- What this task involves:
From the first line to the last, retype the data below exactly.

- Materials provided:
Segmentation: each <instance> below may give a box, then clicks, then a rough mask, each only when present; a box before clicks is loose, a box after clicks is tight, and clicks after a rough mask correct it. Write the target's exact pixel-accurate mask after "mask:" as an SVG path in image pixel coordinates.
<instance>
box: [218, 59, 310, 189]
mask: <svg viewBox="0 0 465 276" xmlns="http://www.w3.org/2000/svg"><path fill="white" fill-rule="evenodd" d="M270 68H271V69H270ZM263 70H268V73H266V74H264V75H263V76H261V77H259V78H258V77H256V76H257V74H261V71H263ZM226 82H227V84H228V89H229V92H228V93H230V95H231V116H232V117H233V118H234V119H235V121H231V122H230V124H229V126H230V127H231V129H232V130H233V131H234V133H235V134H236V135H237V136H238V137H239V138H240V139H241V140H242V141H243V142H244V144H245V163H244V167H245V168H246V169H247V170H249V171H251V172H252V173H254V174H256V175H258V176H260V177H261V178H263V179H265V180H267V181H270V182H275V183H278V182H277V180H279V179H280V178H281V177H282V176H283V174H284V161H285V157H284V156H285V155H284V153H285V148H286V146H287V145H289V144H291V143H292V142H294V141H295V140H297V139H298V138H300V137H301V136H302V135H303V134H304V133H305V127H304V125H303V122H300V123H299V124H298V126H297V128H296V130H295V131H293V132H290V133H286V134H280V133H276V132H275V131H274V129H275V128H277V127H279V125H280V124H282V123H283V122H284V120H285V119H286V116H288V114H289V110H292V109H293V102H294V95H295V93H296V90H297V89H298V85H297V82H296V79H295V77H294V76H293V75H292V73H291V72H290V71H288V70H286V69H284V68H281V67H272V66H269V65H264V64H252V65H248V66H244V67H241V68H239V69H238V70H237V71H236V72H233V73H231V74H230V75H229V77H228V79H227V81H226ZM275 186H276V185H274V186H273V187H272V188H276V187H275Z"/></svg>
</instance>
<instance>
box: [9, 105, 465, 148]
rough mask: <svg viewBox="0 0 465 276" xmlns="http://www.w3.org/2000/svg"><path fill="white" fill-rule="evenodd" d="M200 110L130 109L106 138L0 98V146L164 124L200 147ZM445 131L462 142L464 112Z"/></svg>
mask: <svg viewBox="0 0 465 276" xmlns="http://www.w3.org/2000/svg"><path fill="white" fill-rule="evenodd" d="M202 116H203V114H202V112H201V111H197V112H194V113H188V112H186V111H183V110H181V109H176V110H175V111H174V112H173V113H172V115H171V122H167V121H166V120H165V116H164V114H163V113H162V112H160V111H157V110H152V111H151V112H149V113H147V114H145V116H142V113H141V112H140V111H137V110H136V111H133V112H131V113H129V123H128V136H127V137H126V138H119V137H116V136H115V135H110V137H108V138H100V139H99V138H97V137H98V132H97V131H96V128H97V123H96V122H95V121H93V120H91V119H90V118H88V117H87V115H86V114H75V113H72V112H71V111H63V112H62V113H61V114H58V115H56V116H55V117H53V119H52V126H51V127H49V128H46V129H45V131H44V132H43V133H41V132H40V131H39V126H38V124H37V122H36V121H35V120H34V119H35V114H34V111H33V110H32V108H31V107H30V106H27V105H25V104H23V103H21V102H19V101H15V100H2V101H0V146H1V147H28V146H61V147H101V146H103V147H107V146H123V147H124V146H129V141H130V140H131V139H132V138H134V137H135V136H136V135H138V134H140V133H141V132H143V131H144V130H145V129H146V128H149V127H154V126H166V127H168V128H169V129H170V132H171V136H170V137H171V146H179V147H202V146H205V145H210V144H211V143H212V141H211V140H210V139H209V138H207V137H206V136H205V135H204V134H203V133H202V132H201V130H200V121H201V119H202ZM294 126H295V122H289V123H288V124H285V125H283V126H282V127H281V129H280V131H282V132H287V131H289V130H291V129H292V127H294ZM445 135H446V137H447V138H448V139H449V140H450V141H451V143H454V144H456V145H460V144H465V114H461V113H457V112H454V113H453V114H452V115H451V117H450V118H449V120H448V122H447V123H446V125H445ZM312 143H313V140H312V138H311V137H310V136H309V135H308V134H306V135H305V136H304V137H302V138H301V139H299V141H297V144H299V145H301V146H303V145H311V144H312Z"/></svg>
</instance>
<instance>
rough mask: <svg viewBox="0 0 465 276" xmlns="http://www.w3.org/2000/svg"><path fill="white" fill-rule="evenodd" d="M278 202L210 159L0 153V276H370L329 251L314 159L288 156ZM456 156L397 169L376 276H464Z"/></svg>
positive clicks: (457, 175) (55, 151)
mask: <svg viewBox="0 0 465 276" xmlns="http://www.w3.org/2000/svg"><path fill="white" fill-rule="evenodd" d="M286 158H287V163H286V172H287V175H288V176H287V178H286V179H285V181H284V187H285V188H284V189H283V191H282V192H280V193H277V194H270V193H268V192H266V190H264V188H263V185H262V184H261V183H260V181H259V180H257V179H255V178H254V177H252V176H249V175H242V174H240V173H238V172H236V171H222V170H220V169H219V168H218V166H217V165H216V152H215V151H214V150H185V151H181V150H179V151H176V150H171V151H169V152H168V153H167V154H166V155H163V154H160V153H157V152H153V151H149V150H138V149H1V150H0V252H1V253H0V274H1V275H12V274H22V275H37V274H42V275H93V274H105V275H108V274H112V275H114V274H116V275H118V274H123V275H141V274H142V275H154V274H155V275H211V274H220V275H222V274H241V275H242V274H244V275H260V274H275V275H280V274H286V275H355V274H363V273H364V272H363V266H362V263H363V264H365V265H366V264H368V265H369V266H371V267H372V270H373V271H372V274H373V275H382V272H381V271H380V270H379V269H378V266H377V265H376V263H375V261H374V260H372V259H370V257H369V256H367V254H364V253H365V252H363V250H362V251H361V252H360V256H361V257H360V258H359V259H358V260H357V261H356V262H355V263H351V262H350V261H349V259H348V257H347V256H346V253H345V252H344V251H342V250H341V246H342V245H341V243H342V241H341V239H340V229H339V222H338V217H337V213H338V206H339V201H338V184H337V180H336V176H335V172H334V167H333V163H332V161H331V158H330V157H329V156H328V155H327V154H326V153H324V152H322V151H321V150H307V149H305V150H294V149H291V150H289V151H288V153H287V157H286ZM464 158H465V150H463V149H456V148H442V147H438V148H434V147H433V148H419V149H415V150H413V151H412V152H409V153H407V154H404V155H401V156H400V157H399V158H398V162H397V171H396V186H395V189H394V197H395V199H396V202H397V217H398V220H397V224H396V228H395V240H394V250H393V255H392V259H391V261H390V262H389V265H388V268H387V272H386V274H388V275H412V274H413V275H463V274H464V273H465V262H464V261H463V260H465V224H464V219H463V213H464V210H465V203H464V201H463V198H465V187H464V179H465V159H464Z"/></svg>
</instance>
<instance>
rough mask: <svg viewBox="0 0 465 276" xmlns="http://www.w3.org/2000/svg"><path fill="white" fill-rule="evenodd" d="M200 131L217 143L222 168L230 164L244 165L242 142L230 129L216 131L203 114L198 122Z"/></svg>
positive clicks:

- Answer section:
Segmentation: each <instance> below may give a box, then clicks, then a rough mask, each only when present; a box before clicks is loose, a box after clicks is tight, and clicks after a rough mask correct it. Write the target's exact pixel-accurate mask after "mask:" as an SVG path in image pixel coordinates.
<instance>
box: [218, 59, 310, 189]
mask: <svg viewBox="0 0 465 276" xmlns="http://www.w3.org/2000/svg"><path fill="white" fill-rule="evenodd" d="M270 68H271V69H270ZM263 70H268V73H266V74H264V75H263V76H261V77H259V78H258V77H256V76H257V74H261V71H263ZM226 82H227V84H228V89H229V92H228V93H230V95H231V116H232V117H233V118H234V119H235V121H231V122H230V124H229V126H230V127H231V129H232V130H233V131H234V133H235V134H236V135H237V136H238V137H239V138H240V139H241V140H242V141H243V142H244V144H245V163H244V167H245V168H246V169H247V170H249V171H251V172H252V173H254V174H256V175H258V176H260V177H261V178H263V179H265V180H267V181H270V182H275V183H278V182H277V180H279V179H280V178H281V177H282V176H283V174H284V161H285V157H284V156H285V155H284V153H285V148H286V146H287V145H289V144H291V143H292V142H294V141H295V140H297V139H298V138H300V137H301V136H302V135H303V134H304V133H305V127H304V125H303V122H300V123H299V124H298V126H297V128H296V130H295V131H293V132H290V133H286V134H280V133H276V132H275V131H274V129H275V128H277V127H279V125H280V124H282V123H283V122H284V120H285V119H286V116H288V114H289V110H292V109H293V102H294V95H295V93H296V90H297V89H298V85H297V82H296V79H295V77H294V76H293V75H292V73H291V72H290V71H288V70H286V69H284V68H281V67H272V66H269V65H264V64H252V65H248V66H244V67H241V68H239V69H238V70H237V71H236V72H233V73H231V74H230V75H229V77H228V79H227V81H226ZM275 186H276V185H274V186H273V187H272V188H276V187H275Z"/></svg>
</instance>
<instance>
box: [9, 105, 465, 148]
rough mask: <svg viewBox="0 0 465 276" xmlns="http://www.w3.org/2000/svg"><path fill="white" fill-rule="evenodd" d="M200 110L130 109L106 138L0 98V146L164 124L200 147ZM445 131L462 142L464 112Z"/></svg>
mask: <svg viewBox="0 0 465 276" xmlns="http://www.w3.org/2000/svg"><path fill="white" fill-rule="evenodd" d="M202 116H203V114H202V112H201V111H197V112H194V113H188V112H186V111H183V110H181V109H176V110H175V111H174V112H173V113H172V115H171V122H167V121H166V120H165V116H164V114H163V113H162V112H160V111H157V110H152V111H151V112H149V113H147V114H145V116H142V113H141V112H140V111H137V110H136V111H133V112H131V113H129V123H128V136H127V137H126V138H119V137H116V136H115V135H110V137H108V138H100V139H99V138H97V137H98V132H97V131H96V128H97V123H96V122H95V121H93V120H91V119H90V118H88V117H87V115H86V114H75V113H72V112H71V111H63V112H62V113H61V114H58V115H56V116H55V117H53V119H52V126H51V127H49V128H46V129H45V131H44V132H43V133H41V132H40V131H39V126H38V124H37V122H36V121H35V120H34V119H35V114H34V111H33V110H32V108H31V107H30V106H27V105H25V104H23V103H21V102H19V101H15V100H2V101H0V146H1V147H28V146H61V147H101V146H103V147H107V146H123V147H124V146H129V141H130V140H131V139H132V138H134V137H135V136H136V135H138V134H140V133H141V132H143V131H144V130H145V129H146V128H149V127H154V126H166V127H168V128H169V129H170V132H171V136H170V137H171V146H179V147H202V146H205V145H210V144H211V143H212V141H211V140H210V139H209V138H207V137H206V136H205V135H204V134H203V133H202V132H201V130H200V121H201V119H202ZM294 126H295V122H289V123H288V124H285V125H283V126H282V127H281V129H280V131H282V132H287V131H289V130H291V129H292V127H294ZM445 135H446V137H447V138H448V139H449V140H450V141H451V143H454V144H456V145H460V144H465V114H461V113H457V112H454V113H453V114H452V115H451V117H450V118H449V120H448V122H447V123H446V125H445ZM312 143H313V140H312V138H311V137H310V136H309V135H308V134H306V135H305V136H304V137H302V138H301V139H299V141H297V144H299V145H301V146H303V145H311V144H312Z"/></svg>
</instance>
<instance>
rough mask: <svg viewBox="0 0 465 276" xmlns="http://www.w3.org/2000/svg"><path fill="white" fill-rule="evenodd" d="M278 202L210 159L0 153V276H370L329 251L314 159L288 156ZM456 156L397 169L376 276H464Z"/></svg>
positive clicks: (457, 175) (55, 151)
mask: <svg viewBox="0 0 465 276" xmlns="http://www.w3.org/2000/svg"><path fill="white" fill-rule="evenodd" d="M286 158H287V163H286V172H287V175H288V176H287V178H286V179H285V181H284V187H285V188H284V189H283V191H282V192H280V193H277V194H270V193H268V192H266V190H264V188H263V185H262V184H261V183H260V181H259V180H257V179H255V178H254V177H252V176H249V175H242V174H240V173H238V172H236V171H222V170H220V169H219V168H218V166H217V165H216V152H215V151H214V150H185V151H181V150H179V151H176V150H171V151H169V152H168V153H167V154H166V155H163V154H160V153H157V152H153V151H149V150H138V149H1V150H0V252H1V253H0V274H1V275H12V274H22V275H37V274H42V275H93V274H105V275H108V274H112V275H114V274H116V275H118V274H123V275H141V274H142V275H154V274H155V275H211V274H220V275H222V274H241V275H242V274H244V275H260V274H275V275H280V274H286V275H355V274H363V273H364V272H363V266H362V263H363V264H365V265H366V264H368V265H369V266H371V267H372V270H373V271H372V274H373V275H382V272H381V271H380V270H379V269H378V266H377V265H376V263H375V261H374V260H372V259H370V257H369V256H367V254H364V253H365V252H363V250H362V251H361V252H360V256H361V257H360V258H359V259H358V260H357V261H356V262H355V263H351V262H350V261H349V259H348V257H347V256H346V253H345V252H344V251H342V250H341V246H342V245H341V243H342V241H341V239H340V229H339V222H338V217H337V213H338V206H339V201H338V184H337V180H336V176H335V172H334V167H333V163H332V161H331V158H330V157H329V156H328V155H327V154H326V153H324V152H322V151H321V150H307V149H305V150H294V149H291V150H289V151H288V153H287V157H286ZM464 158H465V150H463V149H456V148H442V147H438V148H434V147H433V148H419V149H415V150H413V151H412V152H409V153H407V154H404V155H401V156H400V157H399V158H398V162H397V171H396V186H395V189H394V197H395V199H396V202H397V217H398V220H397V224H396V228H395V240H394V250H393V255H392V259H391V261H390V262H389V265H388V268H387V272H386V274H388V275H412V274H413V275H463V274H464V273H465V262H464V261H463V260H465V224H464V219H463V213H464V210H465V203H464V201H463V198H465V187H464V179H465V159H464Z"/></svg>
</instance>
<instance>
rough mask: <svg viewBox="0 0 465 276" xmlns="http://www.w3.org/2000/svg"><path fill="white" fill-rule="evenodd" d="M200 131L217 143L222 168L230 164L244 165L242 142L230 129L216 131L203 114L198 122Z"/></svg>
positive clicks:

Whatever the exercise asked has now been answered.